··· Records for the task ···
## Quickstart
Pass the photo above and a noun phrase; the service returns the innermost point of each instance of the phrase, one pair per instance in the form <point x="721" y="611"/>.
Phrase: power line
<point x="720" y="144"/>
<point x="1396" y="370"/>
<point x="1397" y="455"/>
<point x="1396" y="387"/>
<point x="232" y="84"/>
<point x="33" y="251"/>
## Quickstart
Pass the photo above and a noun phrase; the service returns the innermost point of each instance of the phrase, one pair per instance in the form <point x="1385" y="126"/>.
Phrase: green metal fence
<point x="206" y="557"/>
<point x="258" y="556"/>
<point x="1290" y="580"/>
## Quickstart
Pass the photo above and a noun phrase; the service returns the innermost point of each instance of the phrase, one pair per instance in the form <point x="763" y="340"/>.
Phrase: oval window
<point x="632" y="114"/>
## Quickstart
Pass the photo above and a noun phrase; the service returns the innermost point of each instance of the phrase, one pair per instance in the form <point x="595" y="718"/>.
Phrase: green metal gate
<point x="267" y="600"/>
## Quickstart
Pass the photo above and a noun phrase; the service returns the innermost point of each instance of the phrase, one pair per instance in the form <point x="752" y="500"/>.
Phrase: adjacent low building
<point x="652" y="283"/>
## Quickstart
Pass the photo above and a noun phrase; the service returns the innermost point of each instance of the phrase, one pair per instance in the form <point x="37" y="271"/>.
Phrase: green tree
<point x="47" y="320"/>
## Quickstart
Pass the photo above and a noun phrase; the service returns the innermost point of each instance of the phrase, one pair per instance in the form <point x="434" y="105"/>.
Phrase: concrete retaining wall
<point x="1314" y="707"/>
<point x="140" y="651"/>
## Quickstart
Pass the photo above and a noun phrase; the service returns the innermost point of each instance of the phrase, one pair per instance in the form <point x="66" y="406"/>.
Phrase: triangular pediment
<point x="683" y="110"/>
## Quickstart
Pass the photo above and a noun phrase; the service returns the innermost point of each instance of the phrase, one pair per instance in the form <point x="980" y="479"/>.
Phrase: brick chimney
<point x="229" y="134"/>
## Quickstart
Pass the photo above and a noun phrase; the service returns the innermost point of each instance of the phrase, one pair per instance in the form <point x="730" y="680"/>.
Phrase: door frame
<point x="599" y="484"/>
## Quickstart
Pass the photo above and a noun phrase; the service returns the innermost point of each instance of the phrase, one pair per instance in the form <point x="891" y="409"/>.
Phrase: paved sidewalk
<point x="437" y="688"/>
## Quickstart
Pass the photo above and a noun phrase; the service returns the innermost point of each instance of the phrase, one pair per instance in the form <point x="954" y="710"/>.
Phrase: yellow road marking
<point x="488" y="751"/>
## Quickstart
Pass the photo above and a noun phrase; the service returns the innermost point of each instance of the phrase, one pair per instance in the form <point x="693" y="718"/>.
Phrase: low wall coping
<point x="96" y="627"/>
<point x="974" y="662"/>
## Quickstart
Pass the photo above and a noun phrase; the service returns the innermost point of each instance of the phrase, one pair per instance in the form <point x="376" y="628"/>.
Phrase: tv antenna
···
··· Records for the task ···
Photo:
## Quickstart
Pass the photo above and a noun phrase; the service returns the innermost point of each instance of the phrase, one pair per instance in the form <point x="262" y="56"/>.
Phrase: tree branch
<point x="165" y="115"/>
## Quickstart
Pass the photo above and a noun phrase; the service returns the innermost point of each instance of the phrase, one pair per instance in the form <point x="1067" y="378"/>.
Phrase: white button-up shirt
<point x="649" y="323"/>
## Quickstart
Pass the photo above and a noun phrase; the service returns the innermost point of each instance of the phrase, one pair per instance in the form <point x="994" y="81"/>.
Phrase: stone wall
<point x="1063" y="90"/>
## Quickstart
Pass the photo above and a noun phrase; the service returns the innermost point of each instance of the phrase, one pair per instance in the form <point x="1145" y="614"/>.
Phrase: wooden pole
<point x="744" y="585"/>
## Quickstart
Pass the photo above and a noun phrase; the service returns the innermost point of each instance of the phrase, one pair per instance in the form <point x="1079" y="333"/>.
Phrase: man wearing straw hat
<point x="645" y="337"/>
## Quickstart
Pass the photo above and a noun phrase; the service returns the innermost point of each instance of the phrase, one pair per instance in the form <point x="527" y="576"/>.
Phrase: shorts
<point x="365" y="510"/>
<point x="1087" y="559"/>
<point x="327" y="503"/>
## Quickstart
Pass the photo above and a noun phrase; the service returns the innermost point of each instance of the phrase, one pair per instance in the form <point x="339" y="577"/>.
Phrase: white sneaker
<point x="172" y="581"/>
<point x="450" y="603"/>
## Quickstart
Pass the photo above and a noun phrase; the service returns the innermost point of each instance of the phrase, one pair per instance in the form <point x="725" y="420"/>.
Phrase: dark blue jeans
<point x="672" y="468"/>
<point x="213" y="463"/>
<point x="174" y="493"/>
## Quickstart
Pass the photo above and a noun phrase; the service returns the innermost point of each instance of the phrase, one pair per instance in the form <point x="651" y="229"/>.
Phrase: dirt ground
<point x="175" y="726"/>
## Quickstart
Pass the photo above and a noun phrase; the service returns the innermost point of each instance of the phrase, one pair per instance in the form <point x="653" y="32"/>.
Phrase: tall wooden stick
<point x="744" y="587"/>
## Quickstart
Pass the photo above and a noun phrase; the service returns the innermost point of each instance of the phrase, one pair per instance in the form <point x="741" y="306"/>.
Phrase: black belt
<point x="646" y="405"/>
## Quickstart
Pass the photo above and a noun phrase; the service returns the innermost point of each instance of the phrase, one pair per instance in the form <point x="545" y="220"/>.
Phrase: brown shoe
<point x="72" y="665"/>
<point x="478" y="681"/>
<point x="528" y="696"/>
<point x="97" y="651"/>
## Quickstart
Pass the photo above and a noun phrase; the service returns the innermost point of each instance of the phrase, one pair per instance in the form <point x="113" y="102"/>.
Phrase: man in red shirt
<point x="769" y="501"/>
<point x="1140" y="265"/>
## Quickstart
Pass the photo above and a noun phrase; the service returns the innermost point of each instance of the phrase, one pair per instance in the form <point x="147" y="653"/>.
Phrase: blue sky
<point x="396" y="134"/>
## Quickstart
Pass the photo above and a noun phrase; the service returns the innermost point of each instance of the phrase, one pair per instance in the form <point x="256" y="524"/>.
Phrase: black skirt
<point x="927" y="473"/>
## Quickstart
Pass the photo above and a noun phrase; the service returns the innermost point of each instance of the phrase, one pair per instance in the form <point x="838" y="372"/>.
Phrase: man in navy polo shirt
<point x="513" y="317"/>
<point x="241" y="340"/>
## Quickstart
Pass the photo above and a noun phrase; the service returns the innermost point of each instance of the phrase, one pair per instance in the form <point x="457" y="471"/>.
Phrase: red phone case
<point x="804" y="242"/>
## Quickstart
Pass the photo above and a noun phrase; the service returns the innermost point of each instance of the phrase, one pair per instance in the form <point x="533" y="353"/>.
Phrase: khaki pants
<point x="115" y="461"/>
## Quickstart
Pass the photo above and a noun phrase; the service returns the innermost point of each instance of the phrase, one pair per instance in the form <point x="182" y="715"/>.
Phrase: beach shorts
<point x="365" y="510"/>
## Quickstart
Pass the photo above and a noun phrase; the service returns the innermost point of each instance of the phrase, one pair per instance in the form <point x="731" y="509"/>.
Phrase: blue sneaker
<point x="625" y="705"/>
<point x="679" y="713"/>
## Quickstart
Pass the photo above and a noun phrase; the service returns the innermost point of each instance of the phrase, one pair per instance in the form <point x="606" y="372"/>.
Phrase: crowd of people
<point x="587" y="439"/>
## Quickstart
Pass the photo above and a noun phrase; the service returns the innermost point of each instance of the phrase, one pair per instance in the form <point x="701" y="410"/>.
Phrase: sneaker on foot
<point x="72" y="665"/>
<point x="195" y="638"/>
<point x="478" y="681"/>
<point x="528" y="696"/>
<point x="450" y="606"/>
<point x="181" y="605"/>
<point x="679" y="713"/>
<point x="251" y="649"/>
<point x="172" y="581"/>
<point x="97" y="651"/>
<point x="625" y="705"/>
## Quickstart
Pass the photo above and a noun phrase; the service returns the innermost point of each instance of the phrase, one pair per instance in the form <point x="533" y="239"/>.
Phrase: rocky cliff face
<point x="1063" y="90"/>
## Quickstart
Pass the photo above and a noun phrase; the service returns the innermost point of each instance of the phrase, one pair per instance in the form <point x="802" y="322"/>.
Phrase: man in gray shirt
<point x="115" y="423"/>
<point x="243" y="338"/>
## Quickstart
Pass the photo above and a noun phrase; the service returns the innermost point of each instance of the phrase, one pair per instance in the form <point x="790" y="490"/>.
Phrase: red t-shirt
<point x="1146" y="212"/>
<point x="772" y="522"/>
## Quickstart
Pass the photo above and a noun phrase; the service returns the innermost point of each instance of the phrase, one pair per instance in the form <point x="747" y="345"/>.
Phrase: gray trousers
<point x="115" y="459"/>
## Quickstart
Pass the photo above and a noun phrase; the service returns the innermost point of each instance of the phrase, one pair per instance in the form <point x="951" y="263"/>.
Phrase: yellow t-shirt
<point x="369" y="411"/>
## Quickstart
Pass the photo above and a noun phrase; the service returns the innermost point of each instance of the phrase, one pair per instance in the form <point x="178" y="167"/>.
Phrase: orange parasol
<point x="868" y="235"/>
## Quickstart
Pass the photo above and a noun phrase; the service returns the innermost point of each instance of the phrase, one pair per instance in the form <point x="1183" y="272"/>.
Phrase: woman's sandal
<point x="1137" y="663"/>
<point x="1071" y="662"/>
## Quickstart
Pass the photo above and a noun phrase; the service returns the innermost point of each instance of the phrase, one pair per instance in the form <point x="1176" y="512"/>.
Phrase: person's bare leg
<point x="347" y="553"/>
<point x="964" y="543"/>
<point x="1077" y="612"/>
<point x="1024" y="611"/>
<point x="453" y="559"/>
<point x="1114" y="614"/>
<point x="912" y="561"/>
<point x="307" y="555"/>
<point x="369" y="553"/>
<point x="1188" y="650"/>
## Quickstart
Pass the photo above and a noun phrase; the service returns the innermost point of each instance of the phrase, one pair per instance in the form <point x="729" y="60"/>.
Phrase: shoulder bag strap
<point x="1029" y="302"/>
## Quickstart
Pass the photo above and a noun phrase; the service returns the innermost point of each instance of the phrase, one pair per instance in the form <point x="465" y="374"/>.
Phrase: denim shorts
···
··· Records for the task ···
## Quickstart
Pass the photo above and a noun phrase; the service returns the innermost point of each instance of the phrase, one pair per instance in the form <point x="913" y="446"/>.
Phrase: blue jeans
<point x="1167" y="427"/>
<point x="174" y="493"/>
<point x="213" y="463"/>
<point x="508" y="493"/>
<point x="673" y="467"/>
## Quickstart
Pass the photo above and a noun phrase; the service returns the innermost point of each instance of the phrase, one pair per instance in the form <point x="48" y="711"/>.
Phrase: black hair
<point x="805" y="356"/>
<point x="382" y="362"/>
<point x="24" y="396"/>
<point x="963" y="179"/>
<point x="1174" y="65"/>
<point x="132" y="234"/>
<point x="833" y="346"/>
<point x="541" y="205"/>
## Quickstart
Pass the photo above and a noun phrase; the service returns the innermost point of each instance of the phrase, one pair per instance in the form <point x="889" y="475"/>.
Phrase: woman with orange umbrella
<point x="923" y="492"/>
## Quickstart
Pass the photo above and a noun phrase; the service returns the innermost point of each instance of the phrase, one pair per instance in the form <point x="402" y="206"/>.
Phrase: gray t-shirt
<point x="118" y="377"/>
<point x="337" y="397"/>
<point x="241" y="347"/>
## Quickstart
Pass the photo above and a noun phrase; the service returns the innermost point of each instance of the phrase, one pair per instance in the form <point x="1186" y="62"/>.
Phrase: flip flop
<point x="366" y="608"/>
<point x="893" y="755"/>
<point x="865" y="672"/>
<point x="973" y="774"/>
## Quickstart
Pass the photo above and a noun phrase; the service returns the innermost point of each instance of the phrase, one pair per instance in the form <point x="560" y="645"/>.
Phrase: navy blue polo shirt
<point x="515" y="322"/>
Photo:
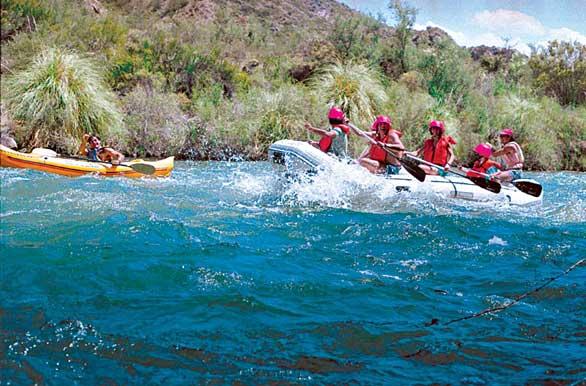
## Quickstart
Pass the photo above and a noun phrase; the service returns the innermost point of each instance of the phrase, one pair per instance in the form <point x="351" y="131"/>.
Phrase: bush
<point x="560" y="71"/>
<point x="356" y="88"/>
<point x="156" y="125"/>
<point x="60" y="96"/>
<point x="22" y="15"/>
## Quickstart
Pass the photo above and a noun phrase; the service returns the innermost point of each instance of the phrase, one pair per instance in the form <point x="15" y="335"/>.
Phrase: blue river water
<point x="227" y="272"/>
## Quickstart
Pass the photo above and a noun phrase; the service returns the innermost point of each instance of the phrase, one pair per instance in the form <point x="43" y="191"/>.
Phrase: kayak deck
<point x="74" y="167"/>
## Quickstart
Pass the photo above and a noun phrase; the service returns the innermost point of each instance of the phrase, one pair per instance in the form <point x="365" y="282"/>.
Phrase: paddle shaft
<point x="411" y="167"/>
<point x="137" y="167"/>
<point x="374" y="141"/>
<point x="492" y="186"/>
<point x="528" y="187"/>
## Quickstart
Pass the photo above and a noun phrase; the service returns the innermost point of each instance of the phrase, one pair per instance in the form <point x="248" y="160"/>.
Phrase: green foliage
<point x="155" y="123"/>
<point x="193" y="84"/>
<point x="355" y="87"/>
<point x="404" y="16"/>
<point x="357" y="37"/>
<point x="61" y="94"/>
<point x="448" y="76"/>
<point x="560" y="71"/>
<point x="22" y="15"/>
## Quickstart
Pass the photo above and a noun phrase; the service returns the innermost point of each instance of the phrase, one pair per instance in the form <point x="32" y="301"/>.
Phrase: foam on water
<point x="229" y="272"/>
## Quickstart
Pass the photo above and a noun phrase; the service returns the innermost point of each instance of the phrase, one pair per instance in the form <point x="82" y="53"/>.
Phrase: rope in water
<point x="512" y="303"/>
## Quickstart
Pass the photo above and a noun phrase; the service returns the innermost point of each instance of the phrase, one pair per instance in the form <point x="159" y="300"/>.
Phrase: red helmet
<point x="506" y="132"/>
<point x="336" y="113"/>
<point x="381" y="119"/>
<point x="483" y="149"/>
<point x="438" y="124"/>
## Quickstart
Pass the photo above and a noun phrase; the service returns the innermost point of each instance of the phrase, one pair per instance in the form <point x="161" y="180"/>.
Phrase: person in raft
···
Please count the lines in the entries above that contain the string "white", matching case exactly, and reply with the number alone.

* Correct output *
2